PROVIDED ENTRIES:

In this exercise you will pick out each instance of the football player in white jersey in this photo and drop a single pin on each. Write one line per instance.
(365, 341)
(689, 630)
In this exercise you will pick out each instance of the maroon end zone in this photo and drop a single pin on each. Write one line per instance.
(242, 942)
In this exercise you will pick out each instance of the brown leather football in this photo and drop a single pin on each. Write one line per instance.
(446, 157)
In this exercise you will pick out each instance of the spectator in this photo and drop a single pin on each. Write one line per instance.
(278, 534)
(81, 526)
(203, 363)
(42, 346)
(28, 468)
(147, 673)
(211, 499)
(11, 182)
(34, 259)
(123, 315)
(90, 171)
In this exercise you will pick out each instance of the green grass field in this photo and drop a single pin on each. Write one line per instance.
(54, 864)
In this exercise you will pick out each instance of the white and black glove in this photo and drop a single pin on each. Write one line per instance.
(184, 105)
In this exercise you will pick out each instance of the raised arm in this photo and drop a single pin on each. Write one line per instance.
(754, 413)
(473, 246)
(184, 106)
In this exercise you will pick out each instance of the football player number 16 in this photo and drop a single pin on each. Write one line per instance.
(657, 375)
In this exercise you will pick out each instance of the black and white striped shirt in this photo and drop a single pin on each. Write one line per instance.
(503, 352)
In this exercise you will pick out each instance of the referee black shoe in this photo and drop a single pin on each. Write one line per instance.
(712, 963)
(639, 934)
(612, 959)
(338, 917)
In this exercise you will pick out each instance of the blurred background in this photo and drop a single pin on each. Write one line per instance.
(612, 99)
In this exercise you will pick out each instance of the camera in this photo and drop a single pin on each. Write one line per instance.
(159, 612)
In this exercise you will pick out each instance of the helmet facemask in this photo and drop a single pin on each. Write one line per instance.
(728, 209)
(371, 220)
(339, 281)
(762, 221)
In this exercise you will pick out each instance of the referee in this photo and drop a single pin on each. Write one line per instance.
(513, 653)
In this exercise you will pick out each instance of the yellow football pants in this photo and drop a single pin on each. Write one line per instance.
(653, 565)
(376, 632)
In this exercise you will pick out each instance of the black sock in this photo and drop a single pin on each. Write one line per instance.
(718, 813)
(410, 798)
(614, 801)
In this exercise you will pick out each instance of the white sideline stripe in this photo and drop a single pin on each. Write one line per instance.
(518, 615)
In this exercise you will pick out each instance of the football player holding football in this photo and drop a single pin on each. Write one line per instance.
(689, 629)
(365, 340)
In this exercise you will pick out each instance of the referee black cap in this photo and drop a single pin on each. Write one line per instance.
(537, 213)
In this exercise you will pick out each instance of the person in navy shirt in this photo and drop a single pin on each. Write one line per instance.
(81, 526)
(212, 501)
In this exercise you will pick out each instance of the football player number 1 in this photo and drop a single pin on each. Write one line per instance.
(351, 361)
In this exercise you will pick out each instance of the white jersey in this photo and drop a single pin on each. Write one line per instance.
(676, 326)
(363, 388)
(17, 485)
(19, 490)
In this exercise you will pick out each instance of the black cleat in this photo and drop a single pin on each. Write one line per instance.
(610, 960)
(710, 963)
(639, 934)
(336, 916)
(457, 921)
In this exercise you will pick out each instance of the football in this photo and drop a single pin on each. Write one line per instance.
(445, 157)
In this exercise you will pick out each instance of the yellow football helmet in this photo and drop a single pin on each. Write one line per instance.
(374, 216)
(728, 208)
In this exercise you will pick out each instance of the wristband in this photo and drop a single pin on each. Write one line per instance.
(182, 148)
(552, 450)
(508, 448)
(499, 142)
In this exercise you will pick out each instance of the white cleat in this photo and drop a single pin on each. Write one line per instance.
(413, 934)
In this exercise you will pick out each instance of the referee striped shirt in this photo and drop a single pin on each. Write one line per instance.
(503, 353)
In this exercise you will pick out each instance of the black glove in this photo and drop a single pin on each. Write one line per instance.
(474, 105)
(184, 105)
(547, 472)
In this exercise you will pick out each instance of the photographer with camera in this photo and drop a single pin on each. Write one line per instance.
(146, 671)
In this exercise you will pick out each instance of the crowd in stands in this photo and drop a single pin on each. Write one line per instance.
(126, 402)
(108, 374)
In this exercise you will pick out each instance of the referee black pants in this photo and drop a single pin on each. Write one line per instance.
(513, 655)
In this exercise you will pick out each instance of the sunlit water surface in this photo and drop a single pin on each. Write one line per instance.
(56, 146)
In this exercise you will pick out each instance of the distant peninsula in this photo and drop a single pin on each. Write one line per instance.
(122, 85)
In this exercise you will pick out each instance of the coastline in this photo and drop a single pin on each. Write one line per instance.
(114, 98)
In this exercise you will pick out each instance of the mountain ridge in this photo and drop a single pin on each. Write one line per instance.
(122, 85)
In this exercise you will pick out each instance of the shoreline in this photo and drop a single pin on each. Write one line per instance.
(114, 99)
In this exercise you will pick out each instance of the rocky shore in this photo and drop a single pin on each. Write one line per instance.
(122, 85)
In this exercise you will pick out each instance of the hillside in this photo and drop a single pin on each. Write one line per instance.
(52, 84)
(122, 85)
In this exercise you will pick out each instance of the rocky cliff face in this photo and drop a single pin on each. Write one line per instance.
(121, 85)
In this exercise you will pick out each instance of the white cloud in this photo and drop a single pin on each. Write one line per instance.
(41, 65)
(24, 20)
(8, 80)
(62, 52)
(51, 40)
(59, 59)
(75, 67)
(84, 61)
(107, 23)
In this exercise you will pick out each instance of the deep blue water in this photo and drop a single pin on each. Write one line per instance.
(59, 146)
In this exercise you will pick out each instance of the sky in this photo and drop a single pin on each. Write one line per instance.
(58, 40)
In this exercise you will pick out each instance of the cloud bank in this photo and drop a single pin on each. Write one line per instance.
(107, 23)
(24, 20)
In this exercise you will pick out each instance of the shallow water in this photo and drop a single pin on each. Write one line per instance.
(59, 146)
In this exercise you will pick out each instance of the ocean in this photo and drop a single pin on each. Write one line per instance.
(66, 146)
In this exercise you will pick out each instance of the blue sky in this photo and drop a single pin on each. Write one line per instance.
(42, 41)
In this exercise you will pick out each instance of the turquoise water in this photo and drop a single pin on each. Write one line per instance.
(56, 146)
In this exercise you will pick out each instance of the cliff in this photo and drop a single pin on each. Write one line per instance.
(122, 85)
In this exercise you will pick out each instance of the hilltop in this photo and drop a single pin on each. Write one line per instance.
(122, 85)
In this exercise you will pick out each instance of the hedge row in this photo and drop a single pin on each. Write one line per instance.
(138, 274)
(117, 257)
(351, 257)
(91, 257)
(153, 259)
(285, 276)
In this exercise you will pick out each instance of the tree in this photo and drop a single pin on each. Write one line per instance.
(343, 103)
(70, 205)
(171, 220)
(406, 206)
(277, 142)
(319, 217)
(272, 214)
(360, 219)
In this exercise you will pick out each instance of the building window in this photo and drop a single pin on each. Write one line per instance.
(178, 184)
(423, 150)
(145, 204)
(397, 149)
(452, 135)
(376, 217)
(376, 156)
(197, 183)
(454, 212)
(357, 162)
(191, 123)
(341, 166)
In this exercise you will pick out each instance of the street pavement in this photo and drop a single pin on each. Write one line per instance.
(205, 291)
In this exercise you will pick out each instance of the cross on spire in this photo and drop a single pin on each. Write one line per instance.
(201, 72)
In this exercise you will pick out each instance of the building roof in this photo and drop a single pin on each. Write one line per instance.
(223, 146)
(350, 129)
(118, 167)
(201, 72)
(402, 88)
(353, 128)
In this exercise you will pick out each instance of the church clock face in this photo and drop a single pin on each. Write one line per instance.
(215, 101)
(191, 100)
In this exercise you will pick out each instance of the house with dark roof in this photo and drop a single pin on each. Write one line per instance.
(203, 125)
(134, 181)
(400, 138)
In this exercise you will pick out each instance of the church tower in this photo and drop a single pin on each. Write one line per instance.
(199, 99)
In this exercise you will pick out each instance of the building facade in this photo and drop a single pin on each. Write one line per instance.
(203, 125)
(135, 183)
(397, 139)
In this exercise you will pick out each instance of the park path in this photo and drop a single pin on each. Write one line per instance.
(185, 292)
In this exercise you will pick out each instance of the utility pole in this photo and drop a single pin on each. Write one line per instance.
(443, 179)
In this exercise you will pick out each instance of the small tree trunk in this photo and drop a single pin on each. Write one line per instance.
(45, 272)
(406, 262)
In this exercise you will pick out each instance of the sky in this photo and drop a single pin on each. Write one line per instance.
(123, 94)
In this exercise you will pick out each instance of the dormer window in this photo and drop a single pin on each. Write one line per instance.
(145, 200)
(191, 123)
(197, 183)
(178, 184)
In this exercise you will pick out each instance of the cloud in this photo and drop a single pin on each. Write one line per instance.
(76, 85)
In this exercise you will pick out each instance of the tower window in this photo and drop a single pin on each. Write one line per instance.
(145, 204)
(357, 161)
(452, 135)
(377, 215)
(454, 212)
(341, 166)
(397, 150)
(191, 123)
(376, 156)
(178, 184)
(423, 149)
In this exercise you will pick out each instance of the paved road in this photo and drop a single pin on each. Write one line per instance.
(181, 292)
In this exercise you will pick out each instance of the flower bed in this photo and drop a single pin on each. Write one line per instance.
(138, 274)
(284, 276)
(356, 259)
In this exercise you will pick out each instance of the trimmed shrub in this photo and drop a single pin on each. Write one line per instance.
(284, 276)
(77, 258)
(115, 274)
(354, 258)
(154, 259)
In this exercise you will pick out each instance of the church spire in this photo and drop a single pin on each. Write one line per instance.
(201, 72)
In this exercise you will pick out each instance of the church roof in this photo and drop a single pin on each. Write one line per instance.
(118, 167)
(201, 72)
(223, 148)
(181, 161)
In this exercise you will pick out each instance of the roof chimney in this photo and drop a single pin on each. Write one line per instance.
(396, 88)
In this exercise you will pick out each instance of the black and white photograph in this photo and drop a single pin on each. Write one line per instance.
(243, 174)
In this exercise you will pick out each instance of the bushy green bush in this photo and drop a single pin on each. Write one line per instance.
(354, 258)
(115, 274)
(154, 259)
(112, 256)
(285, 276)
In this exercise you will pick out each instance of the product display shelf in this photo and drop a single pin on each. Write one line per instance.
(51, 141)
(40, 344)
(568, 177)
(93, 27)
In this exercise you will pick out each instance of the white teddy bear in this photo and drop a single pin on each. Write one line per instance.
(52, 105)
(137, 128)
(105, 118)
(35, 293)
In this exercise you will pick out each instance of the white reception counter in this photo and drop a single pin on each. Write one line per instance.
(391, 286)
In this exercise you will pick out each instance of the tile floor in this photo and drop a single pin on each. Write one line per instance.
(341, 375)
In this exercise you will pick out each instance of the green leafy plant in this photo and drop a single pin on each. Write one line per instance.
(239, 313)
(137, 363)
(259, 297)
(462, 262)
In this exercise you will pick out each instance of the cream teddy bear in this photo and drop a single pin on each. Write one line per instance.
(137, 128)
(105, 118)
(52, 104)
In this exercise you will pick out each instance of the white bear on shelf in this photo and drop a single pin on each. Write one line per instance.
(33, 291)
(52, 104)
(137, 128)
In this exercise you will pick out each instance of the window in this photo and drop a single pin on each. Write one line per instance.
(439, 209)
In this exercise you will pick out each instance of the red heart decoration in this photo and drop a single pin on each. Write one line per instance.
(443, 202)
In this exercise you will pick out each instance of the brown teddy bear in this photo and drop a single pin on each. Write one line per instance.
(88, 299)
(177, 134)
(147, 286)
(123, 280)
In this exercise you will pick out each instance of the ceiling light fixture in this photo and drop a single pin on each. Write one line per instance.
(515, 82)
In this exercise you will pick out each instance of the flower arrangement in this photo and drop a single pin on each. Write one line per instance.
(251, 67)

GOAL OF THE EXERCISE:
Locate the line that contains "the green leafy", then please quote it and every line after it to the end of the entries above, exactly and with nothing else.

SOLVED EXERCISE:
In this exercise you will pick out each instance of the green leafy plant in this photo and drop a single pin on each. Write one line per instance.
(239, 313)
(137, 363)
(259, 297)
(462, 262)
In this exercise you will pick out each instance of the cream teddy bear in this photo and drop a single pin on each. Write one line per instance.
(137, 128)
(105, 118)
(52, 104)
In this exercise you will pick out each instance of the white bear on shelf in this photo and drop a single pin on each. Write one line per instance.
(33, 291)
(52, 104)
(137, 128)
In this exercise you will pick out each instance of the window in this photo and drop a single pin on each. Write one line per instance.
(439, 209)
In this exercise you will pick out each instance of the red heart decoration in this photo and drop a single pin on each. Write one line per instance.
(443, 202)
In this exercise you will pick out each instance of the brown teddy bear in this photo and drop a single pin on each. Write one line per instance.
(88, 299)
(177, 134)
(147, 286)
(123, 280)
In this exercise you will pick out each instance of the ceiling light fixture in this photo and drop a single pin on each. Write one line per instance.
(515, 82)
In this exercise you will pick out each instance of the flower arrangement in this photo and drop a single pin on each. Write one line per instance.
(251, 67)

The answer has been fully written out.